Excerpts from annotation records:
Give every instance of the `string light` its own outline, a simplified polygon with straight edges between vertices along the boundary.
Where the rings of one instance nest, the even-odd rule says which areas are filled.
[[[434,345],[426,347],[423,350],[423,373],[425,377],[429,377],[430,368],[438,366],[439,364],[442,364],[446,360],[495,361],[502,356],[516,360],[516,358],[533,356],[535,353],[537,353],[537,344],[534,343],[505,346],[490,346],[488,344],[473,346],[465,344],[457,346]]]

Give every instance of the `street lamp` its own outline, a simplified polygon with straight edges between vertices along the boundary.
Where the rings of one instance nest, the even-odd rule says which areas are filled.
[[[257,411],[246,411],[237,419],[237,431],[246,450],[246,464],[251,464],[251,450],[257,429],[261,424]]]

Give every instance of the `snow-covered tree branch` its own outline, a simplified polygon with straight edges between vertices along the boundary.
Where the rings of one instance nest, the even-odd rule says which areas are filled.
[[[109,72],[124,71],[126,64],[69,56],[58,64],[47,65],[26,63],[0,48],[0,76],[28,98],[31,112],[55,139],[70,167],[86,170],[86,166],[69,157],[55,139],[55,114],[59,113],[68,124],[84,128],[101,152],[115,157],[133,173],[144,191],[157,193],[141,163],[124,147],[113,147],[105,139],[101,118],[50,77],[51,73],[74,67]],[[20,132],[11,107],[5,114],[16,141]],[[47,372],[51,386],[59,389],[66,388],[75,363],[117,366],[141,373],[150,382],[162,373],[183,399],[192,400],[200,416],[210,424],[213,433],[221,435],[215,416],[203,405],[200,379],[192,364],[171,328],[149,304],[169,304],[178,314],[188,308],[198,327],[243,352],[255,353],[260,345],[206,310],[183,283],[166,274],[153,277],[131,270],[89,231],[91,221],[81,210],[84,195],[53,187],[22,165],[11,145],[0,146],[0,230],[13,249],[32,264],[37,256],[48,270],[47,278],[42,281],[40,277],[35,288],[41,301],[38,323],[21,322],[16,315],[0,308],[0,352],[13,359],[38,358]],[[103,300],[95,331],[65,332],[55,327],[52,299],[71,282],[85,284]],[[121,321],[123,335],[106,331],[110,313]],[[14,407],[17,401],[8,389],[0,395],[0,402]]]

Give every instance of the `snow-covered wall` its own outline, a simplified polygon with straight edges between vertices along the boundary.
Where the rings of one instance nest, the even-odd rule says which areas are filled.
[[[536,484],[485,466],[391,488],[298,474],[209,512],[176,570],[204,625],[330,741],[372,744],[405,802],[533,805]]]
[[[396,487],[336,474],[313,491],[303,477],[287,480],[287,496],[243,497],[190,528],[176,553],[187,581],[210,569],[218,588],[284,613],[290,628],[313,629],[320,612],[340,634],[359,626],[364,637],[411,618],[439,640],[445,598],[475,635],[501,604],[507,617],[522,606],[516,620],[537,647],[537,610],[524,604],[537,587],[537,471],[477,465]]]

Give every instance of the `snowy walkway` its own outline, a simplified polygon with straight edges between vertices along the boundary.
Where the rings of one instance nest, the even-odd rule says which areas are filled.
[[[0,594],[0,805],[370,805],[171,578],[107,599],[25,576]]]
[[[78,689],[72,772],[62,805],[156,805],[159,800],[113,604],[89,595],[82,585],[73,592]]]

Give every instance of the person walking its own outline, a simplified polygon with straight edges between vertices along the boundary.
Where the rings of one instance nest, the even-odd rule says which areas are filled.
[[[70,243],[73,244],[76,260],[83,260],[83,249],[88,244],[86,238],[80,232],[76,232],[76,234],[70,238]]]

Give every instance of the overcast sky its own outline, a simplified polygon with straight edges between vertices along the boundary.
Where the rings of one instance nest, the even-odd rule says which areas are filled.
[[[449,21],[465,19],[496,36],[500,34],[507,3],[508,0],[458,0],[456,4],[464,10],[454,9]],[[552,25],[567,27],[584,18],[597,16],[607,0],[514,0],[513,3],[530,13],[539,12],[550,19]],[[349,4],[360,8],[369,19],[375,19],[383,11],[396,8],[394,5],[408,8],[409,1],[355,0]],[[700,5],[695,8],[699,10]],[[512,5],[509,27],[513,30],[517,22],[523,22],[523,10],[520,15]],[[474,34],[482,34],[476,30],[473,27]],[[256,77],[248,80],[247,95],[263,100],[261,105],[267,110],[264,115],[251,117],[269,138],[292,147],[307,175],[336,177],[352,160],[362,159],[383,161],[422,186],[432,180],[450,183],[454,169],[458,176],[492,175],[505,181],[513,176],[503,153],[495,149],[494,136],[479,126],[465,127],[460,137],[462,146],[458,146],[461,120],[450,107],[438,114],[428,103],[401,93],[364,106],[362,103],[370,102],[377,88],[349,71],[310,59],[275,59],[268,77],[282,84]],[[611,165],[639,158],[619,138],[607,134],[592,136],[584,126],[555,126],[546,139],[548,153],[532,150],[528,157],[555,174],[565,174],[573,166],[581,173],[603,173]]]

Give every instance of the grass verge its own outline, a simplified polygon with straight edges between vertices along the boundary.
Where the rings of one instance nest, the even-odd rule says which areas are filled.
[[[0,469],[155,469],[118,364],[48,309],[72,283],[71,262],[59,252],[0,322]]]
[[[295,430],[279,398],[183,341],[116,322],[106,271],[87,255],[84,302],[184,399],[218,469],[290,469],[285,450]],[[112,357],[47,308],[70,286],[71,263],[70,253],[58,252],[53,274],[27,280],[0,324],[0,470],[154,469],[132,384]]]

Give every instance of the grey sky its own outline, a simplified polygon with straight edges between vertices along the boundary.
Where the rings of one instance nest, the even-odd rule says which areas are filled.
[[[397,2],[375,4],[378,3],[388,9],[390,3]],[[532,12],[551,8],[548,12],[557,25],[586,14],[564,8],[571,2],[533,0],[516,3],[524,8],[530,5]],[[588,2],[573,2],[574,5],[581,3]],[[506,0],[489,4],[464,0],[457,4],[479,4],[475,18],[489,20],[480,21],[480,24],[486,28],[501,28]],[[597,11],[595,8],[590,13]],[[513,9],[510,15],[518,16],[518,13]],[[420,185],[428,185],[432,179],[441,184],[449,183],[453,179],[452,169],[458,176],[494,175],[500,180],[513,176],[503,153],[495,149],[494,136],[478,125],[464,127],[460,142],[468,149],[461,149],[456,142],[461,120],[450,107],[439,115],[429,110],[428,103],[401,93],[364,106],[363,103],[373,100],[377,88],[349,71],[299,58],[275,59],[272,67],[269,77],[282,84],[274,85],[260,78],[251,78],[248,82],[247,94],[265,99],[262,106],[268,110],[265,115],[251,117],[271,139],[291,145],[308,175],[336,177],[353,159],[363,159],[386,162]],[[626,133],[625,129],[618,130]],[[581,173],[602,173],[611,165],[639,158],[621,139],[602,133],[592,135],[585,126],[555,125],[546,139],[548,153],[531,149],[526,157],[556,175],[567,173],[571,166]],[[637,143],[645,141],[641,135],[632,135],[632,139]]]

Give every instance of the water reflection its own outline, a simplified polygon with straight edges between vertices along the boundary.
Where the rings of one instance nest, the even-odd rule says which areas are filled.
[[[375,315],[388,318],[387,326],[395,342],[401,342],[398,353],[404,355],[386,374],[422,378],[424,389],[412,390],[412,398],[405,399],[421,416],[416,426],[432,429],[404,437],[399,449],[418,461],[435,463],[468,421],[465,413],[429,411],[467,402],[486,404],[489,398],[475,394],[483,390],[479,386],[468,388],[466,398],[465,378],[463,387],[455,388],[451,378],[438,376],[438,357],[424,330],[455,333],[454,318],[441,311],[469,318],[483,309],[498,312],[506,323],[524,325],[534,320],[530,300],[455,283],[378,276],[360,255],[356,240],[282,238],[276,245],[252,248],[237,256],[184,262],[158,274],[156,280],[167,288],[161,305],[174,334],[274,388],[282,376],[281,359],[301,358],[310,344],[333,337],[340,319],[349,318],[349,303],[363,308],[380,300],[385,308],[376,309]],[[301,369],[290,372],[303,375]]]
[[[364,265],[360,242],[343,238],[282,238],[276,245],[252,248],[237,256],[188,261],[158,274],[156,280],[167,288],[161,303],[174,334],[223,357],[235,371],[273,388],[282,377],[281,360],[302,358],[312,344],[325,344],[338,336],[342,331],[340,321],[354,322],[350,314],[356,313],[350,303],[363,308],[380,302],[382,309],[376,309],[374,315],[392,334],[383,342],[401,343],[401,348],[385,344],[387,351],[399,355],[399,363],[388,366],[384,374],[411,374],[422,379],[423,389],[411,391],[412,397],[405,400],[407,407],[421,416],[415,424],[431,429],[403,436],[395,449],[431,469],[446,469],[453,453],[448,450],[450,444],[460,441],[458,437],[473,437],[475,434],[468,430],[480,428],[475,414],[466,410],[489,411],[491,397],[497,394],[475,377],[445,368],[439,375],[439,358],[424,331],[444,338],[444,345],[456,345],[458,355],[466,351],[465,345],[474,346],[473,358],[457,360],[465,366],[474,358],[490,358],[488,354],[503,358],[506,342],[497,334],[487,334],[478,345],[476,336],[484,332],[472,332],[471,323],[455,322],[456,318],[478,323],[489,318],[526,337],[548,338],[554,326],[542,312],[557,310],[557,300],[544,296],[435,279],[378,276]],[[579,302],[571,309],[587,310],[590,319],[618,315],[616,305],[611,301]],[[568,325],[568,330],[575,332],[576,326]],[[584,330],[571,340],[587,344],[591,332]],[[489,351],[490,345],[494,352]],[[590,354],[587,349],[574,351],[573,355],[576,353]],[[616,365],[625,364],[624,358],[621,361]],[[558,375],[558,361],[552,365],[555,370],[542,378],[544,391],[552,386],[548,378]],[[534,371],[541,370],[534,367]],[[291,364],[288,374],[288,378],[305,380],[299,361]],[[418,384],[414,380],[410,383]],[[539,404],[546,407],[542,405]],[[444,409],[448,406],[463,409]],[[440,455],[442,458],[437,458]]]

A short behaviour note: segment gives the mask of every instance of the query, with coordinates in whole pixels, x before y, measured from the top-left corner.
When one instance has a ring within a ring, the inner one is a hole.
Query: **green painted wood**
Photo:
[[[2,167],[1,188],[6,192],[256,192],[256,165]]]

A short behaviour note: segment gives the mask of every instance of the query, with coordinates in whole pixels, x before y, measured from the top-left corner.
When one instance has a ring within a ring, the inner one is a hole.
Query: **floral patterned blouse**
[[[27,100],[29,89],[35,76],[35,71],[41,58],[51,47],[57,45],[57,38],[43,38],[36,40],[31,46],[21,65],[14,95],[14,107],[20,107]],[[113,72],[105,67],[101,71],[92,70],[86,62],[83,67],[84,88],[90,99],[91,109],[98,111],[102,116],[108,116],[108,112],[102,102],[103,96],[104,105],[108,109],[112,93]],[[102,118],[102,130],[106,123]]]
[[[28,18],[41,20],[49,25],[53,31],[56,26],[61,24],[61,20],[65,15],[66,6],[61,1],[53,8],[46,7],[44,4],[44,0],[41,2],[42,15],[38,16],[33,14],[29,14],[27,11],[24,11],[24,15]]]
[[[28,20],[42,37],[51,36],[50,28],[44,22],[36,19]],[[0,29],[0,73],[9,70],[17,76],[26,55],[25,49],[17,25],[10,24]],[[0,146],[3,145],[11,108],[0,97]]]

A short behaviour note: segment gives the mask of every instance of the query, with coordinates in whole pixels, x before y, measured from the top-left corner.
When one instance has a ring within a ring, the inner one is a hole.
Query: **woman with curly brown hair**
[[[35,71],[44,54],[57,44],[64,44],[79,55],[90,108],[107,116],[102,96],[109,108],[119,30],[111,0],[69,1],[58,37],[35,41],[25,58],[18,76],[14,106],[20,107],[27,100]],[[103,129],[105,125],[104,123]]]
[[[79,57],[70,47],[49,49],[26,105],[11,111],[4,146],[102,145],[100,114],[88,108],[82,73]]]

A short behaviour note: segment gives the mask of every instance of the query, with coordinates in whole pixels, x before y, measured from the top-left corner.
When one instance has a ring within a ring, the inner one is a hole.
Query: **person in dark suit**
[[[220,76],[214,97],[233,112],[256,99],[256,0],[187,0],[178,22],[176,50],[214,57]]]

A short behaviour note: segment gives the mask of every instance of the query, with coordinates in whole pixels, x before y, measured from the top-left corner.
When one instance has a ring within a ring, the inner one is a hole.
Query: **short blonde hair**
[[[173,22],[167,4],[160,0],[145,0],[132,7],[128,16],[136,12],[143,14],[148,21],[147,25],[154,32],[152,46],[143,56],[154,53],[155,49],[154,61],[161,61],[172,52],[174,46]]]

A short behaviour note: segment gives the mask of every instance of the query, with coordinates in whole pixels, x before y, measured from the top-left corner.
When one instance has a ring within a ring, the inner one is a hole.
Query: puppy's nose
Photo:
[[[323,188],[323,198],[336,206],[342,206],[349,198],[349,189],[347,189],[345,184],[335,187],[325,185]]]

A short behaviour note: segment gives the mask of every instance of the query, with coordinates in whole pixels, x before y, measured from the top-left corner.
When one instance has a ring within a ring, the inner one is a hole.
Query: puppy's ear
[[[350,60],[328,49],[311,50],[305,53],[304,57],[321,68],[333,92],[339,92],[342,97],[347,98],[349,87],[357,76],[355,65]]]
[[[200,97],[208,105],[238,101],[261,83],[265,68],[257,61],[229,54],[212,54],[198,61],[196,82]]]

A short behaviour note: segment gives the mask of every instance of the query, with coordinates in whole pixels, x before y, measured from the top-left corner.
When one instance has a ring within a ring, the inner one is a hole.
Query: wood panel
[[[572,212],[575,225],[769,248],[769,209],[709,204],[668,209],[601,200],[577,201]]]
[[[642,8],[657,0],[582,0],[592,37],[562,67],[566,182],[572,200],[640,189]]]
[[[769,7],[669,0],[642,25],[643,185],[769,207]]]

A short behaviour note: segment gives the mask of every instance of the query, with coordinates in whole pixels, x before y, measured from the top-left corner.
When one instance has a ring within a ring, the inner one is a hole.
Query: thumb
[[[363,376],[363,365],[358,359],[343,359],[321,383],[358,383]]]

The request: Show each line of the data that contains the string "covered". Case counts.

Output of the exercise:
Give every instance of the `snow-covered tree branch` its own outline, a simplified polygon with straight edges between vertices along the boundary.
Give every instance of the `snow-covered wall` its own outline, a simplified polygon with straight edges between vertices along the boundary.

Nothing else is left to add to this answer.